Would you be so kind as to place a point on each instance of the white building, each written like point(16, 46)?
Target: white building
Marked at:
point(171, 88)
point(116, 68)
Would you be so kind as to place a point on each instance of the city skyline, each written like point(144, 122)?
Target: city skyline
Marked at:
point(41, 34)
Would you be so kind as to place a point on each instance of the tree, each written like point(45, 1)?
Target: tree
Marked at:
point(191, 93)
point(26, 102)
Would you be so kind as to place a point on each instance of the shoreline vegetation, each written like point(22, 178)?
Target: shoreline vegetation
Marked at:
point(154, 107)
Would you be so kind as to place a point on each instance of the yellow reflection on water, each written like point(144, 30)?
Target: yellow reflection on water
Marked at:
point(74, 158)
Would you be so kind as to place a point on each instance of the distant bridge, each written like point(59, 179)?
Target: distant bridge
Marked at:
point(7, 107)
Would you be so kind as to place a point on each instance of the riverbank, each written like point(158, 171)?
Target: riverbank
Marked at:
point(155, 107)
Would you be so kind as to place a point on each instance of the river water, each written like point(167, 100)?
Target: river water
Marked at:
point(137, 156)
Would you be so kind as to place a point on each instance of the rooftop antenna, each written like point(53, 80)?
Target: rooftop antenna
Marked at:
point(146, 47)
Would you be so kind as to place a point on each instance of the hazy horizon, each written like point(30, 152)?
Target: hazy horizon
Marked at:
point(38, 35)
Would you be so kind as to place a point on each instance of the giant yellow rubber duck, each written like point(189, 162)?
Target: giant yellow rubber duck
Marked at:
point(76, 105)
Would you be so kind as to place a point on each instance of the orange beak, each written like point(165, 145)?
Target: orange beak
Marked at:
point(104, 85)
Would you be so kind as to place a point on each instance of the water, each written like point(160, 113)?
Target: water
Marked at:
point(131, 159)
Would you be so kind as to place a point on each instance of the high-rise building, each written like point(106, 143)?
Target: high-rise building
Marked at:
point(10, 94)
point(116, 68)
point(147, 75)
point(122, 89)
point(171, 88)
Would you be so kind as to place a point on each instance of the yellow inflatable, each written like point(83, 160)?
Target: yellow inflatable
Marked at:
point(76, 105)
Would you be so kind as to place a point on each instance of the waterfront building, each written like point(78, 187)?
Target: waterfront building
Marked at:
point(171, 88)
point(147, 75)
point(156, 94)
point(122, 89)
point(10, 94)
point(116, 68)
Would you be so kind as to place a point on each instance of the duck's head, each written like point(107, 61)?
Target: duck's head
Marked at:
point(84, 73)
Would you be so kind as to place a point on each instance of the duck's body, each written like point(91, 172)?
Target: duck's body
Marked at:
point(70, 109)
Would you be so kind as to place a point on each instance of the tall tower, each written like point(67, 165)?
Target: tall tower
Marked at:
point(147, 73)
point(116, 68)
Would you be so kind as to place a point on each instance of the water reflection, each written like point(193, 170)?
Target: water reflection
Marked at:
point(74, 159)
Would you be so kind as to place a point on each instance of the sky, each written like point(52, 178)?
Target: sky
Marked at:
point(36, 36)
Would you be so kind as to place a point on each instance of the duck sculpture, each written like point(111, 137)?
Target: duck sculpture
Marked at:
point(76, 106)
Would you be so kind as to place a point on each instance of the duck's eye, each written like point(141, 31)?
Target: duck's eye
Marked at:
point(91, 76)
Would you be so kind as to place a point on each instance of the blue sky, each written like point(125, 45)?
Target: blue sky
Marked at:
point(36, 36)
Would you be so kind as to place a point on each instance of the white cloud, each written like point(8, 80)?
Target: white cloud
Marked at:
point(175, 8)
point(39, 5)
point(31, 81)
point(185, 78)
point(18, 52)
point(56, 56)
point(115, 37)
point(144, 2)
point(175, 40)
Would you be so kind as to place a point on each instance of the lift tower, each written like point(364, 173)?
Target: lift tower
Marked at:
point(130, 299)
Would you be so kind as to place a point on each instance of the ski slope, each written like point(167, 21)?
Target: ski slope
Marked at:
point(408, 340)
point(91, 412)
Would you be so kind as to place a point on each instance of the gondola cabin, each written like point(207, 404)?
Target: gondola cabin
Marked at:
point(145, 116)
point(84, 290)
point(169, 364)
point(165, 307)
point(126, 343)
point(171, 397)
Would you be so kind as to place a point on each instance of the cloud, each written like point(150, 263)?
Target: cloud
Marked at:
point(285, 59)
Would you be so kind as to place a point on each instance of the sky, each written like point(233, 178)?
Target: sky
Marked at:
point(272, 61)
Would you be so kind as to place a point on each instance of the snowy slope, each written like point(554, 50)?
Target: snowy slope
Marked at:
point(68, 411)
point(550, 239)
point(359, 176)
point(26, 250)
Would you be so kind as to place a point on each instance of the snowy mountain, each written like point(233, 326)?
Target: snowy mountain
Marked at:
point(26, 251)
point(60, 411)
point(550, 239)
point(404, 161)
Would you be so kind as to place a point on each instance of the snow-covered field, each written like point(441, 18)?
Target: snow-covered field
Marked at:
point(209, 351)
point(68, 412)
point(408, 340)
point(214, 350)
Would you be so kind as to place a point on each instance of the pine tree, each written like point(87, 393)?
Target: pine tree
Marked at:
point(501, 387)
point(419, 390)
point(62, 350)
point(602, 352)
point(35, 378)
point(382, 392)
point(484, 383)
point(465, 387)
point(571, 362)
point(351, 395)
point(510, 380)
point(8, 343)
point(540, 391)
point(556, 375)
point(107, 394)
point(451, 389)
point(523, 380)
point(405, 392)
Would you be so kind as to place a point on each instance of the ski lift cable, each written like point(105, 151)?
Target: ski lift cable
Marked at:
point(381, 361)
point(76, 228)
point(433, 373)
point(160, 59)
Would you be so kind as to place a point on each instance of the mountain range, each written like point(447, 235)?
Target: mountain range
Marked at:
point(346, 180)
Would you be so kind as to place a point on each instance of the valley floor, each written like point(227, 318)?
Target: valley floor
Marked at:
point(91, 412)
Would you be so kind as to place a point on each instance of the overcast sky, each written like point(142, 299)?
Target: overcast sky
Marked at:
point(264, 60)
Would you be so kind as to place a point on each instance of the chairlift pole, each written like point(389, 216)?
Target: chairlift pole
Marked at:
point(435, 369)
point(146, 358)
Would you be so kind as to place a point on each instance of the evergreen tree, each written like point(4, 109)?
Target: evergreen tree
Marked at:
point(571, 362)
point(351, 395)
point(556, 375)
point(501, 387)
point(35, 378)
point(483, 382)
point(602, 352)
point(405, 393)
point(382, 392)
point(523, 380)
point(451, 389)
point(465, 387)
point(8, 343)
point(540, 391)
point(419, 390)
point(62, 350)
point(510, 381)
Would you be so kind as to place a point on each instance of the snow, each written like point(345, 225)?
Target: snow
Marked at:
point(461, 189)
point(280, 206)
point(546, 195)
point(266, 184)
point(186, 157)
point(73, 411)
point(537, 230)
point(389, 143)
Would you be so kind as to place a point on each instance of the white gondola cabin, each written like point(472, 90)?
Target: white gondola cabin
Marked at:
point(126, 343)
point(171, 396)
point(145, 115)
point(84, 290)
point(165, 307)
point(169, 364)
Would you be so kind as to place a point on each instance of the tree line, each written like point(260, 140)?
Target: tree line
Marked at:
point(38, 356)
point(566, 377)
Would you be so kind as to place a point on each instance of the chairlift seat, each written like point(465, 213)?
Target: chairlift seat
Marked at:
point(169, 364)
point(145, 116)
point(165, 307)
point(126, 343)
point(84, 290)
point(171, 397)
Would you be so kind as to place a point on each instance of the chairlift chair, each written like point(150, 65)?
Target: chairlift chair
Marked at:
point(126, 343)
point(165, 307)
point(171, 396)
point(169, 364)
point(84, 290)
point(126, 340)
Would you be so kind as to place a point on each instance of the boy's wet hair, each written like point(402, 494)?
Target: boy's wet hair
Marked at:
===============
**Task item:**
Retype the portion of the data above that starts on the line with "Target: blue sky" and finishes on the line with "Target: pine tree", including both of those lines.

**Exercise response:**
Target: blue sky
Marked at:
point(36, 36)
Would you be so kind as to place a point on each instance of the white cloud, each written like point(8, 80)?
Target: white cloud
Marked at:
point(175, 8)
point(39, 5)
point(31, 81)
point(185, 78)
point(18, 52)
point(56, 56)
point(115, 37)
point(144, 2)
point(175, 40)
Would you be so kind as to place a point on each instance of the lift tower, each written like point(364, 173)?
Target: lift tower
Marked at:
point(130, 299)
Would you be so kind as to place a point on each instance of the ski slope, each written like point(167, 21)?
Target: ski slope
Marked at:
point(408, 340)
point(91, 412)
Would you be so kind as to place a point on each instance of the gondola cabin, each written like point(207, 404)?
Target: gondola cabin
Marked at:
point(145, 116)
point(84, 290)
point(169, 364)
point(165, 307)
point(126, 343)
point(171, 397)
Would you be so kind as to place a point on each instance of the cloud, each written like point(150, 263)?
Target: cloud
Marked at:
point(285, 59)
Would you be so kind as to place a point on each instance of the sky, each written like point(233, 178)?
Target: sky
Marked at:
point(272, 61)
Would you be so kind as to place a point on each instance of the snowy slope, each written like point(554, 50)?
Target: snowy slope
Marked at:
point(68, 411)
point(550, 239)
point(359, 176)
point(26, 250)
Would you be so kind as to place a point on each instance of the snowy mountain, each written like point(233, 326)?
Target: snowy mountain
Marked at:
point(26, 251)
point(60, 411)
point(550, 239)
point(404, 161)
Would you be so kind as to place a point on each instance of the snow-covered field, each written like point(441, 18)?
Target: snow-covered field
Marked at:
point(209, 351)
point(68, 412)
point(408, 340)
point(214, 350)
Would you be so kind as to place a point on each instance of the pine tree, each written like point(87, 393)?
Target: pine tree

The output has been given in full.